◆ ASSIGNMENT
Show each line in the listing below that contains the word "Coordinates".

+ + +

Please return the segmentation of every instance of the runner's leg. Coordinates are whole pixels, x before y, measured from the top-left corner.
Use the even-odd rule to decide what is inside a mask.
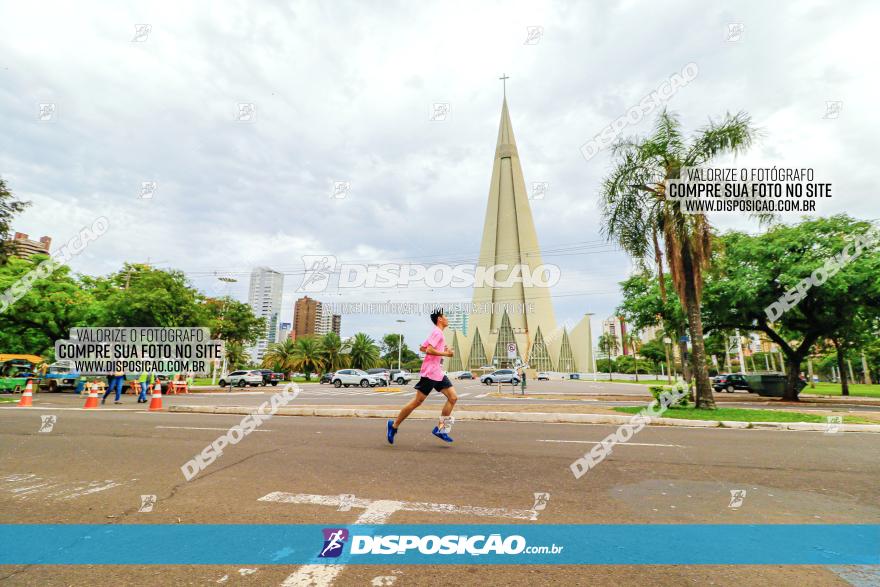
[[[416,391],[416,396],[412,399],[411,402],[403,406],[403,408],[401,408],[400,410],[400,413],[397,415],[397,420],[394,421],[395,430],[399,428],[403,421],[406,420],[410,414],[412,414],[412,411],[422,405],[422,402],[424,402],[427,398],[428,396],[421,391]]]
[[[440,412],[440,415],[451,416],[452,409],[455,407],[455,402],[458,401],[458,394],[455,393],[455,387],[441,389],[440,393],[446,396],[446,403],[443,404],[443,410]]]

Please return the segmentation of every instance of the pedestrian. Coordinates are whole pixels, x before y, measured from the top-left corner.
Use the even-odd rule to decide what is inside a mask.
[[[121,404],[120,397],[122,397],[122,384],[125,383],[125,371],[119,371],[117,369],[107,376],[107,380],[109,381],[109,385],[107,385],[107,391],[104,392],[104,397],[101,398],[101,403],[106,403],[107,396],[116,392],[116,398],[113,403]]]
[[[442,309],[437,309],[431,313],[431,322],[434,323],[434,329],[419,347],[419,350],[425,353],[425,359],[419,371],[419,382],[416,383],[416,396],[400,410],[397,420],[388,420],[389,444],[394,444],[394,436],[400,425],[413,410],[422,405],[432,391],[439,391],[446,396],[446,404],[440,412],[440,422],[434,427],[432,434],[444,442],[452,442],[448,431],[451,427],[452,409],[458,401],[458,395],[449,377],[443,372],[442,366],[442,357],[453,356],[451,350],[446,350],[446,340],[443,338],[443,329],[449,325],[449,320],[443,315]]]
[[[141,385],[141,392],[138,395],[139,404],[147,403],[147,390],[150,389],[150,384],[152,384],[152,382],[153,374],[142,371],[140,377],[138,377],[138,383]]]

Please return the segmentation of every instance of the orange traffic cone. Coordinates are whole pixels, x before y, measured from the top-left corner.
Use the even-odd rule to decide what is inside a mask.
[[[97,408],[98,407],[98,384],[92,383],[92,386],[89,388],[89,397],[86,398],[86,405],[83,406],[84,410],[89,408]]]
[[[27,385],[24,386],[24,391],[21,392],[21,399],[18,400],[18,407],[20,408],[30,408],[34,405],[34,388],[31,386],[31,380],[27,380]]]
[[[153,394],[150,396],[150,410],[157,412],[162,409],[162,384],[158,381],[153,386]]]

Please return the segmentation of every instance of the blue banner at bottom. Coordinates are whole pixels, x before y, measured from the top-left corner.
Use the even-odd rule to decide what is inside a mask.
[[[3,565],[878,565],[880,525],[6,524]]]

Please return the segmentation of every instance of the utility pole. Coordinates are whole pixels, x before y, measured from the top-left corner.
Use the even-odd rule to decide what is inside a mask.
[[[871,385],[871,370],[868,369],[868,360],[865,358],[865,351],[862,351],[862,373],[865,374],[865,384]]]
[[[807,374],[810,376],[810,387],[816,388],[816,382],[813,381],[813,357],[807,357]]]
[[[666,351],[666,382],[672,385],[672,363],[669,361],[669,345],[672,339],[668,336],[663,337],[663,350]]]
[[[846,365],[847,365],[847,367],[849,367],[849,380],[852,381],[853,383],[855,383],[855,382],[856,382],[856,378],[855,378],[855,375],[853,375],[852,361],[850,361],[849,359],[847,359],[847,360],[846,360]]]

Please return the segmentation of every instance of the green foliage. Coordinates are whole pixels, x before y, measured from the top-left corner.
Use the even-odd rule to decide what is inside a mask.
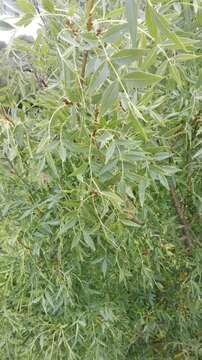
[[[0,358],[200,360],[201,3],[85,3],[1,50]]]

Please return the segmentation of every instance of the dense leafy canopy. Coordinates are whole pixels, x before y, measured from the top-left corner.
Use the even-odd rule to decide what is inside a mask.
[[[0,358],[201,359],[201,1],[17,3]]]

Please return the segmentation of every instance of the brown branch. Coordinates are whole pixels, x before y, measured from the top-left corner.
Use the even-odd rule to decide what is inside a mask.
[[[86,3],[86,16],[87,16],[86,29],[87,29],[87,31],[91,31],[93,29],[93,20],[92,20],[93,5],[94,5],[94,0],[88,0]],[[87,60],[88,60],[88,50],[84,50],[83,61],[82,61],[82,65],[81,65],[81,80],[80,80],[81,85],[83,85],[84,79],[85,79]]]
[[[182,232],[183,232],[185,245],[187,246],[187,248],[191,249],[193,242],[191,225],[188,223],[187,219],[184,216],[184,211],[181,205],[181,201],[177,196],[174,186],[171,186],[170,192],[171,192],[171,198],[174,208],[182,225]]]
[[[137,219],[133,213],[132,210],[130,209],[124,209],[123,212],[127,215],[128,219],[130,219],[131,221],[133,221],[135,224],[143,226],[145,225],[145,223],[143,221],[140,221],[139,219]]]
[[[191,124],[196,125],[200,121],[201,115],[202,115],[202,109],[200,109],[197,112],[197,114],[191,119]]]
[[[42,88],[47,88],[47,86],[48,86],[47,80],[45,80],[41,76],[39,76],[37,71],[34,68],[33,68],[33,74],[34,74],[37,82],[39,83],[39,86]]]
[[[7,114],[6,110],[1,107],[0,108],[0,113],[4,116],[3,120],[6,120],[7,122],[9,122],[12,126],[15,126],[13,120],[11,119],[11,117]]]
[[[22,240],[17,239],[17,242],[18,242],[23,248],[25,248],[26,250],[29,250],[30,252],[32,252],[31,247],[29,247],[29,246],[27,246],[26,244],[24,244],[24,243],[22,242]]]
[[[88,50],[84,50],[83,61],[82,61],[82,65],[81,65],[81,84],[83,84],[84,79],[85,79],[87,60],[88,60]]]

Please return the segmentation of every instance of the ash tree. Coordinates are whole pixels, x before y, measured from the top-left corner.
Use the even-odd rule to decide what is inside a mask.
[[[42,26],[1,49],[0,358],[200,360],[201,1],[17,6]]]

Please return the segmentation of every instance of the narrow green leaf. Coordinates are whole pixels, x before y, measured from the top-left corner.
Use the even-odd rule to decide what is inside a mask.
[[[60,155],[60,158],[61,158],[61,160],[62,160],[63,162],[66,161],[67,151],[66,151],[66,149],[65,149],[65,147],[64,147],[63,144],[60,144],[60,146],[59,146],[59,155]]]
[[[134,221],[128,219],[121,219],[122,224],[130,227],[140,227],[140,224],[135,223]]]
[[[19,21],[15,23],[16,26],[27,26],[34,18],[34,13],[26,13]]]
[[[202,85],[202,69],[199,70],[198,80],[195,86],[198,89],[201,85]]]
[[[161,170],[162,172],[164,172],[166,176],[172,176],[176,174],[178,171],[180,171],[176,166],[172,166],[172,165],[162,166]]]
[[[169,190],[169,184],[168,184],[168,180],[166,179],[166,177],[164,175],[158,174],[158,179],[160,181],[160,183],[167,189]]]
[[[166,20],[166,18],[159,14],[157,11],[155,11],[153,9],[154,12],[154,19],[155,22],[159,28],[159,30],[171,41],[173,41],[177,46],[179,46],[179,48],[183,49],[186,51],[186,47],[184,45],[184,43],[180,40],[180,37],[177,36],[174,31],[171,31],[169,29],[169,23]]]
[[[113,171],[117,169],[118,159],[109,161],[106,165],[103,166],[101,171],[99,172],[100,180],[103,180],[103,175],[112,175]]]
[[[114,207],[119,207],[121,204],[123,204],[123,200],[114,192],[104,191],[102,192],[102,195],[105,196],[108,200],[110,200]]]
[[[169,153],[169,152],[159,152],[159,153],[154,155],[154,160],[161,161],[161,160],[168,159],[171,156],[172,156],[172,154]]]
[[[97,138],[97,142],[100,144],[100,149],[102,149],[111,139],[113,139],[113,134],[110,131],[105,131],[102,135]]]
[[[170,74],[172,78],[176,81],[176,83],[179,85],[179,87],[182,87],[182,80],[180,76],[180,72],[175,64],[170,63]]]
[[[106,260],[106,258],[104,258],[104,260],[102,262],[102,265],[101,265],[101,269],[102,269],[102,273],[103,273],[104,278],[106,276],[107,266],[108,266],[107,260]]]
[[[4,20],[0,20],[0,30],[1,31],[9,31],[9,30],[13,30],[14,27],[9,24],[7,21]]]
[[[146,20],[147,28],[149,30],[150,35],[154,39],[156,39],[157,34],[158,34],[158,30],[157,30],[156,24],[154,22],[153,9],[152,9],[152,6],[151,6],[151,4],[149,2],[147,2],[147,5],[146,5],[145,20]]]
[[[104,83],[109,75],[108,65],[102,64],[93,74],[89,88],[87,90],[89,95],[95,95],[95,93],[99,90],[100,86]]]
[[[83,239],[84,239],[86,245],[88,245],[88,247],[89,247],[91,250],[95,251],[94,241],[93,241],[92,237],[91,237],[87,232],[84,232],[84,233],[83,233]]]
[[[125,187],[125,192],[126,192],[126,194],[129,196],[129,198],[135,200],[135,196],[134,196],[134,194],[133,194],[133,190],[132,190],[131,186],[126,185],[126,187]]]
[[[107,152],[106,152],[106,155],[105,155],[105,164],[108,163],[108,161],[111,159],[111,157],[113,156],[114,154],[114,150],[115,150],[116,146],[115,146],[115,143],[112,142],[108,149],[107,149]]]
[[[175,56],[175,60],[177,61],[189,61],[194,59],[200,59],[202,55],[196,55],[196,54],[179,54]]]
[[[54,2],[52,0],[42,0],[42,6],[46,11],[50,13],[54,13],[55,11]]]
[[[79,242],[81,240],[81,236],[80,234],[76,234],[74,237],[73,237],[73,240],[72,240],[72,244],[71,244],[71,249],[74,249],[75,247],[78,246]]]
[[[130,31],[132,47],[135,48],[137,44],[137,19],[138,19],[138,0],[126,0],[126,17]]]
[[[129,122],[130,122],[131,126],[138,132],[140,137],[143,140],[148,141],[148,137],[144,130],[144,127],[140,123],[140,120],[137,118],[137,116],[134,114],[133,109],[131,109],[129,112]]]
[[[196,152],[196,154],[193,156],[193,159],[196,159],[197,157],[202,156],[202,148]]]
[[[113,43],[127,31],[127,24],[112,25],[104,34],[103,41]]]
[[[199,26],[202,27],[202,9],[201,9],[201,7],[197,11],[196,18],[197,18],[197,22],[198,22]]]
[[[57,168],[56,168],[56,165],[55,165],[55,161],[51,155],[51,153],[48,153],[46,154],[46,160],[47,160],[47,163],[48,165],[50,166],[53,174],[58,177],[58,172],[57,172]]]
[[[142,62],[141,68],[143,70],[149,69],[156,62],[156,58],[157,58],[157,48],[154,47],[145,57],[144,61]]]
[[[61,40],[67,42],[68,44],[79,47],[79,43],[75,40],[72,33],[68,30],[64,30],[63,32],[61,32],[59,37]]]
[[[34,14],[35,11],[35,7],[34,5],[31,3],[31,1],[28,0],[17,0],[16,1],[16,5],[24,12],[27,14]]]
[[[184,47],[187,50],[188,49],[189,50],[195,50],[199,46],[199,40],[196,40],[196,39],[189,39],[189,38],[181,36],[180,41],[181,41],[181,43],[183,43]],[[167,48],[167,49],[172,49],[172,50],[182,49],[181,43],[179,45],[178,43],[176,44],[172,40],[166,40],[166,41],[162,42],[161,46],[164,47],[164,48]]]
[[[65,234],[68,230],[72,229],[77,223],[77,216],[75,214],[71,214],[71,216],[65,221],[64,224],[60,227],[60,235]]]
[[[148,50],[146,49],[124,49],[117,51],[112,55],[111,59],[119,64],[130,64],[136,59],[140,59],[146,55]]]
[[[149,186],[149,181],[147,179],[141,179],[138,184],[138,195],[140,200],[140,205],[144,206],[145,201],[145,190]]]
[[[106,18],[110,19],[110,18],[113,18],[113,17],[120,16],[120,15],[122,15],[124,13],[124,10],[125,10],[124,7],[114,9],[114,10],[110,11],[108,14],[106,14]]]
[[[132,83],[134,87],[144,88],[149,85],[153,85],[163,79],[162,76],[151,74],[143,71],[133,71],[124,76],[123,80],[127,80]]]
[[[104,116],[113,108],[115,101],[118,99],[119,87],[118,82],[114,81],[105,90],[100,104],[100,116]]]

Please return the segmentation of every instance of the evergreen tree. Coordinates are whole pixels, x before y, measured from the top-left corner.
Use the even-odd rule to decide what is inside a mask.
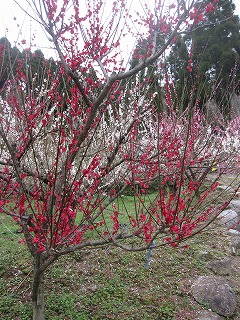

+ + +

◆ EXPECTED ANSWER
Please return the segmentation of every instance of the runner's leg. Coordinates are whole pixels, x before y, measured from the top-left corner.
Please return the segmentation of every instance of the pedestrian. Coordinates are whole pixels, x before y, measured from the top-left corner.
Please return the segmentation of every instance of the orange traffic cone. Coordinates are whole pixels, x before y, measured from the top-left corner.
Please return the segmentation of every instance of the blue banner at bottom. Coordinates are whole pixels, x before y, measured from the top-left corner.
Please return the segmentation of every instance of the utility pole. Coordinates are whole pixels, x before y, measured from the top-left corner.
Please return the segmentation of every instance of the green foliage. Coordinates are whole pixels, x before y, measured from the top-left corner.
Please return the segmentation of every instance of the dense leafy canopy. Coordinates are whole pixels, x before y, measured from the top-left corner.
Please return the segmentation of every instance of the brown branch. Coordinates are whole pixels, x before y, measured from the top-left corner.
Please return the segmentation of every instance of the ash tree. Coordinates are whole pixels, x before y, measured from the top-left corner.
Please return the segmentation of every instance of the narrow green leaf. Coordinates are whole pixels, x before y, measured from the top-left corner.
Please return the segmentation of every instance of the evergreen tree. Coordinates are whole pixels, x before y, measured from the top-left corner.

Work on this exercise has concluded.